#### Directions
Locate each line in the records below containing the string "person" and copy it out; matching is case-sensitive.

#### Extracted data
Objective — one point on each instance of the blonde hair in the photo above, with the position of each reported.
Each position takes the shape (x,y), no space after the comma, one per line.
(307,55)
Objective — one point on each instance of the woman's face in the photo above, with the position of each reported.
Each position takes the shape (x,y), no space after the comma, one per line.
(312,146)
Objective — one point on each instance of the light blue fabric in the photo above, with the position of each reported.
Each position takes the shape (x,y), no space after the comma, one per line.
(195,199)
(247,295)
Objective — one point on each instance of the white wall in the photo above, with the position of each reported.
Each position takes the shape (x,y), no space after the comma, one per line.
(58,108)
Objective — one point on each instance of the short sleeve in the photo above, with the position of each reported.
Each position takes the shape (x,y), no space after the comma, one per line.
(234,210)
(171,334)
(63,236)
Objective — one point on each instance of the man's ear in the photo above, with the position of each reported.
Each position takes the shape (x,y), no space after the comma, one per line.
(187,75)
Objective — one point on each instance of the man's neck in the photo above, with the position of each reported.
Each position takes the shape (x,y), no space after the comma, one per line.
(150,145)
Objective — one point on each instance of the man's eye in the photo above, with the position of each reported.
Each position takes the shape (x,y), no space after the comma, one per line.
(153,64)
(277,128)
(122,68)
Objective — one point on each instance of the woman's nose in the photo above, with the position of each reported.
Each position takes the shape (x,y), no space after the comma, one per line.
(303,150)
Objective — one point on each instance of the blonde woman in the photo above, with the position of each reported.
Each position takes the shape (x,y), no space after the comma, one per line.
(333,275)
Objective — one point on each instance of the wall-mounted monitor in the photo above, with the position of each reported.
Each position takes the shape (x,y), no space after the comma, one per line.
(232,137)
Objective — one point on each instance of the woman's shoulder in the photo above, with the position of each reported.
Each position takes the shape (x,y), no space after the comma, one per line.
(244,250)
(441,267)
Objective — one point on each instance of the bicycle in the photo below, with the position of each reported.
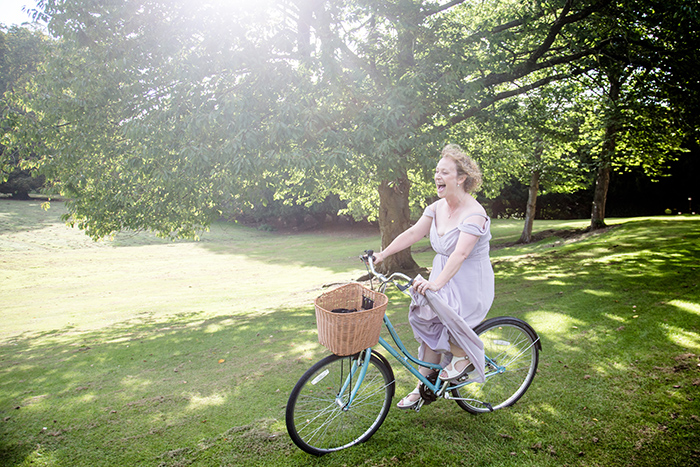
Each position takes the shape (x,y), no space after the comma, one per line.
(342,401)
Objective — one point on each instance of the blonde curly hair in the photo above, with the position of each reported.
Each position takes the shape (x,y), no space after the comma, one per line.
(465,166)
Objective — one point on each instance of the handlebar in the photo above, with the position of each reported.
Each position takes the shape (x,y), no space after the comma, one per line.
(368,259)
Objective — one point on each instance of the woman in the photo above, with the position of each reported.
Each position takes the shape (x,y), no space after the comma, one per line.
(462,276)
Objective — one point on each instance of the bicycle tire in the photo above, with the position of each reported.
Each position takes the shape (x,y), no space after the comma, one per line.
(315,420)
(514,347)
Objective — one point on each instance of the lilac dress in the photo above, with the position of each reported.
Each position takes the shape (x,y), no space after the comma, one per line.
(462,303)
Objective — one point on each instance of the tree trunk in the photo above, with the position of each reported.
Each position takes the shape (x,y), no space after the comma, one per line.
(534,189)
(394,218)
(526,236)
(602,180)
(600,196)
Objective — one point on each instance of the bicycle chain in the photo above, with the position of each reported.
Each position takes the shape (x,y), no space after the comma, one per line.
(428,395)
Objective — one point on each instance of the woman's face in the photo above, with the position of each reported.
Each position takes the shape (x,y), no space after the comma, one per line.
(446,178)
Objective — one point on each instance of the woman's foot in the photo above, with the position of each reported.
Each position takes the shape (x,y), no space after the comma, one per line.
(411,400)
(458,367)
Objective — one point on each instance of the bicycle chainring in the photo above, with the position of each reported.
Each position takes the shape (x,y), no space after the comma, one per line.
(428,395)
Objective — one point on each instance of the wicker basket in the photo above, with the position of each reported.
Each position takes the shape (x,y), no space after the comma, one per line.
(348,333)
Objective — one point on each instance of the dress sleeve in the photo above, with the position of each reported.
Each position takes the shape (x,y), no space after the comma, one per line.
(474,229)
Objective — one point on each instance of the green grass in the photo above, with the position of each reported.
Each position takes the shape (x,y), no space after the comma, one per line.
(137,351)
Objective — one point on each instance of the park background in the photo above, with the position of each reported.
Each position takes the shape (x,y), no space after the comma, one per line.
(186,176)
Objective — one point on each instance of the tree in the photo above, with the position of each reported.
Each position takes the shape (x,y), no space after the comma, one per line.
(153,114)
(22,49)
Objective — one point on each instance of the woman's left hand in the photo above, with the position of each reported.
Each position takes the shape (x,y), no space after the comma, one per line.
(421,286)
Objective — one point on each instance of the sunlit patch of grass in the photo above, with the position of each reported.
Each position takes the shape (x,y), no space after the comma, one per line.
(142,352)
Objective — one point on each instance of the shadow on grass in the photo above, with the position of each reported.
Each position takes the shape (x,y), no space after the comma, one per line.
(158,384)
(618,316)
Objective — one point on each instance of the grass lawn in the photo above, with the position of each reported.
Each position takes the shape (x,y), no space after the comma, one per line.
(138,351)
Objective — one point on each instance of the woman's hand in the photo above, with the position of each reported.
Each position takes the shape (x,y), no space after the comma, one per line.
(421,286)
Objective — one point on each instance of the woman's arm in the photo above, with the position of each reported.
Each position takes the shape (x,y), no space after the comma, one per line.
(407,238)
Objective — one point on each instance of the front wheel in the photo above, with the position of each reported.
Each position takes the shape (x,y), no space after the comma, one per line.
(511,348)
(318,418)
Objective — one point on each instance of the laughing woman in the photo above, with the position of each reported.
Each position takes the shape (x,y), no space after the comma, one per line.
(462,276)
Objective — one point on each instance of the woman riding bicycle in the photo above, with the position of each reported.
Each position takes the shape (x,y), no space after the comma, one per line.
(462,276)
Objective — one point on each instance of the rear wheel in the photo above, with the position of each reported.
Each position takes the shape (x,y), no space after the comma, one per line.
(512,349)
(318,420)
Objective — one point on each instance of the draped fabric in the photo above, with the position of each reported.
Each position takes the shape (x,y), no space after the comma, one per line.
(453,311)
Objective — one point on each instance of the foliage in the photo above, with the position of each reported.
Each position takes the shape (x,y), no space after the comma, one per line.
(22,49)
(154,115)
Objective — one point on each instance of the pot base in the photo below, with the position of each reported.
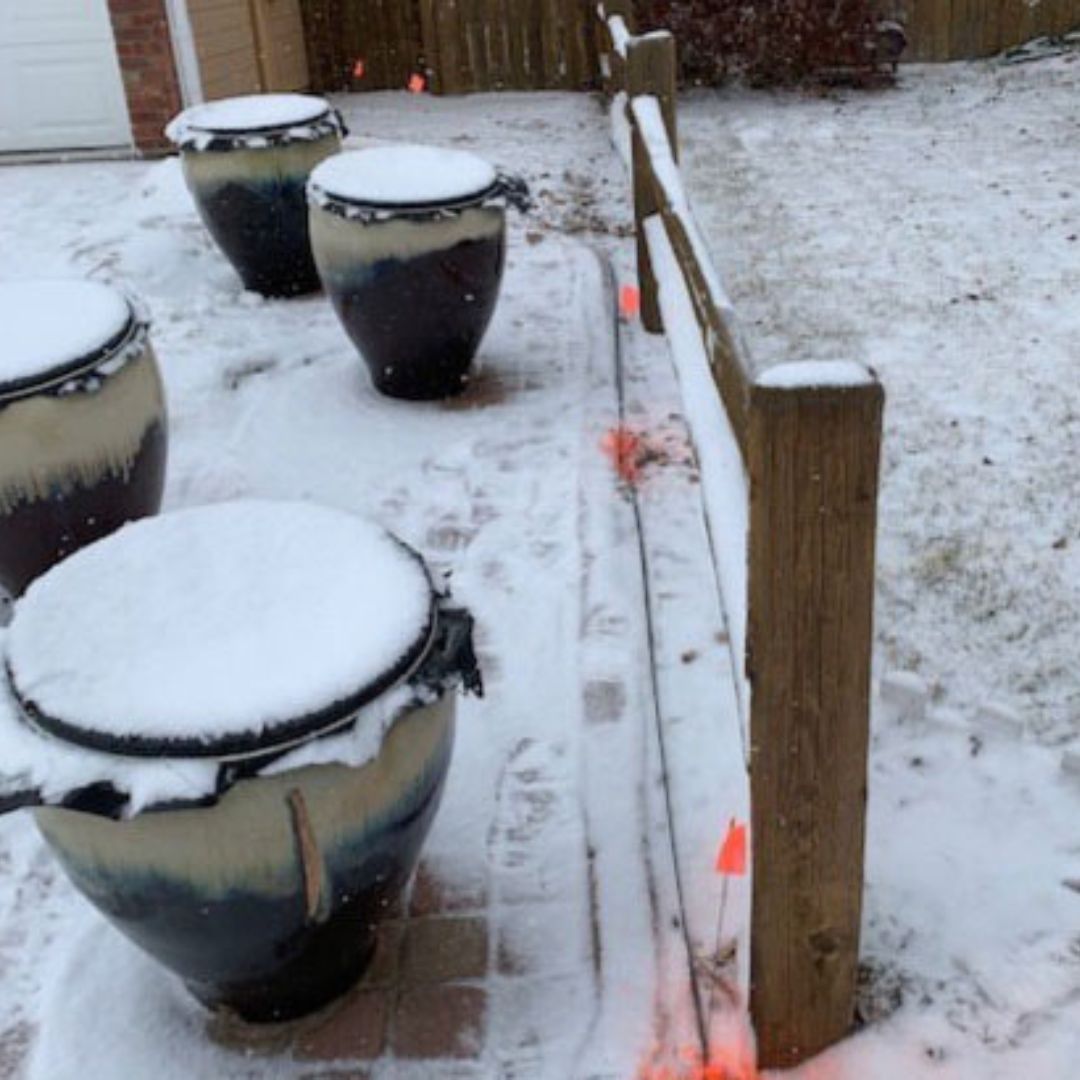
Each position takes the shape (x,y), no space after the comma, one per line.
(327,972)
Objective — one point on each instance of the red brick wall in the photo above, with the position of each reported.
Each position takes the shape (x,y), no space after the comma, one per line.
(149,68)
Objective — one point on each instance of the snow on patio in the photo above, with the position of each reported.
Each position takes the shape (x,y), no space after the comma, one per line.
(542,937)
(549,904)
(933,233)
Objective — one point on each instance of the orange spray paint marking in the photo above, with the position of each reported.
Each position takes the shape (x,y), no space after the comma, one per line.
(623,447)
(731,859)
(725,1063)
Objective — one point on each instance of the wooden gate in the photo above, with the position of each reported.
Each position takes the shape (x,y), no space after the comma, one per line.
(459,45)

* * *

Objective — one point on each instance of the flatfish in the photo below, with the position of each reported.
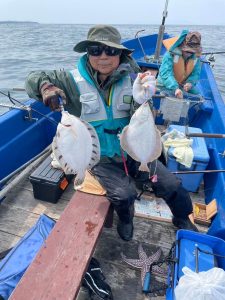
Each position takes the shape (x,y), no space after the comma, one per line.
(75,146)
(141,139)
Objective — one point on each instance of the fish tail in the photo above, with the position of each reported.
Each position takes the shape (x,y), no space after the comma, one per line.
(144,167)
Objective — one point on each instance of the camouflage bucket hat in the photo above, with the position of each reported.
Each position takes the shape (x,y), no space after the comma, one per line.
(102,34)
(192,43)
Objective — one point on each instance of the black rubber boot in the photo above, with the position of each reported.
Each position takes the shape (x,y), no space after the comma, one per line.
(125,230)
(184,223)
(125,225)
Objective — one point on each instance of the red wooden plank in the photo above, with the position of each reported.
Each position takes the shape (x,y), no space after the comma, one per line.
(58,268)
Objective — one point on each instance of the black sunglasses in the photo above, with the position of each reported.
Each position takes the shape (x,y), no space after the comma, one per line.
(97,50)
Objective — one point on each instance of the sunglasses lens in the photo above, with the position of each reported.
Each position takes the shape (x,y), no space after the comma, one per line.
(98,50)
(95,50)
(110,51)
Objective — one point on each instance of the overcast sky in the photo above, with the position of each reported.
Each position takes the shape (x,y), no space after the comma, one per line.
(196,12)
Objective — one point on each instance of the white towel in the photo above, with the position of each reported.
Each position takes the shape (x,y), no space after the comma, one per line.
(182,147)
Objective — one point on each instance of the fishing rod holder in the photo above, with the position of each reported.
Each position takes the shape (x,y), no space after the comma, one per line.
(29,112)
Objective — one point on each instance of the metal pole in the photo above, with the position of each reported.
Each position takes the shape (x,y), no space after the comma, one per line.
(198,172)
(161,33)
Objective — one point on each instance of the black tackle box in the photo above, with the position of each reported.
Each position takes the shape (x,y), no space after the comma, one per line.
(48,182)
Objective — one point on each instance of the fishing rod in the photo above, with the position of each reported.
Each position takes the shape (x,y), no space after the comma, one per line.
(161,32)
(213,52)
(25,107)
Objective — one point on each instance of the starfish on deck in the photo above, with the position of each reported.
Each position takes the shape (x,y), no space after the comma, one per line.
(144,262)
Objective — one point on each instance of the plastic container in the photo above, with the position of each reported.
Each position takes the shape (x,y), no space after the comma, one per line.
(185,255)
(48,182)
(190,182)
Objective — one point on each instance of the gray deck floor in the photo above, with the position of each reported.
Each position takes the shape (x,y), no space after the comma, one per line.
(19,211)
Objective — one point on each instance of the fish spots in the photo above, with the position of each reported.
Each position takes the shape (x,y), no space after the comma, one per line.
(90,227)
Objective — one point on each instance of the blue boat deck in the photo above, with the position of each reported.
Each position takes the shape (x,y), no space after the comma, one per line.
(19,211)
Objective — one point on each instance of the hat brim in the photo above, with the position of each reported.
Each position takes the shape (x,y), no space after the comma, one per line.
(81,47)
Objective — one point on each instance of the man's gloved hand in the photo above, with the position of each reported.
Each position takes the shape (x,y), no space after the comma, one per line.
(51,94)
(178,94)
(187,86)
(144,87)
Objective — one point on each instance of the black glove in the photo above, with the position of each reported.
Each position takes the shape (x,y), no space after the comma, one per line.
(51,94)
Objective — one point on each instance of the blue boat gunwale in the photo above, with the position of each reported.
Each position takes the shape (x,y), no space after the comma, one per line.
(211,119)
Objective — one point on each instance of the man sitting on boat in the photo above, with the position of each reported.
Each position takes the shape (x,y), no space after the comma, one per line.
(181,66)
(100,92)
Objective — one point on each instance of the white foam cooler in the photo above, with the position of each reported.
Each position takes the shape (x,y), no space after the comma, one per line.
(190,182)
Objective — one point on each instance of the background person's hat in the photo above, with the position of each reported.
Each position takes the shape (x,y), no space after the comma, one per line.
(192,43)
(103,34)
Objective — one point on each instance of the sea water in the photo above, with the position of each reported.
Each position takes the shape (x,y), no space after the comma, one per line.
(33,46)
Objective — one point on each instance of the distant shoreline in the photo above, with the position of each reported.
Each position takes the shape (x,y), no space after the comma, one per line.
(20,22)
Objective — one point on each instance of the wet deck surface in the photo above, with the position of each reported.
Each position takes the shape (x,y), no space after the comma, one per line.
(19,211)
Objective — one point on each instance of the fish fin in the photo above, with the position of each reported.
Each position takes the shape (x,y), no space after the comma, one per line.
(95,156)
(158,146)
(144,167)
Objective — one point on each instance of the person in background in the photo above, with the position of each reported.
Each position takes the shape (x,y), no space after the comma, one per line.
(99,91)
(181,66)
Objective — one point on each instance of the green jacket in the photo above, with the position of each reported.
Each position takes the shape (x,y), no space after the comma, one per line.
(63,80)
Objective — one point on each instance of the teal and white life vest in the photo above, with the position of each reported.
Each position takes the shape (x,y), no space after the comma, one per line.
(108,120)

#### Answer for the task
Objective — one point on each instance of the background person's hat in the photo above, with the position of each reported.
Objective — one point on each instance of the person in background in the photo above, with the position of each reported.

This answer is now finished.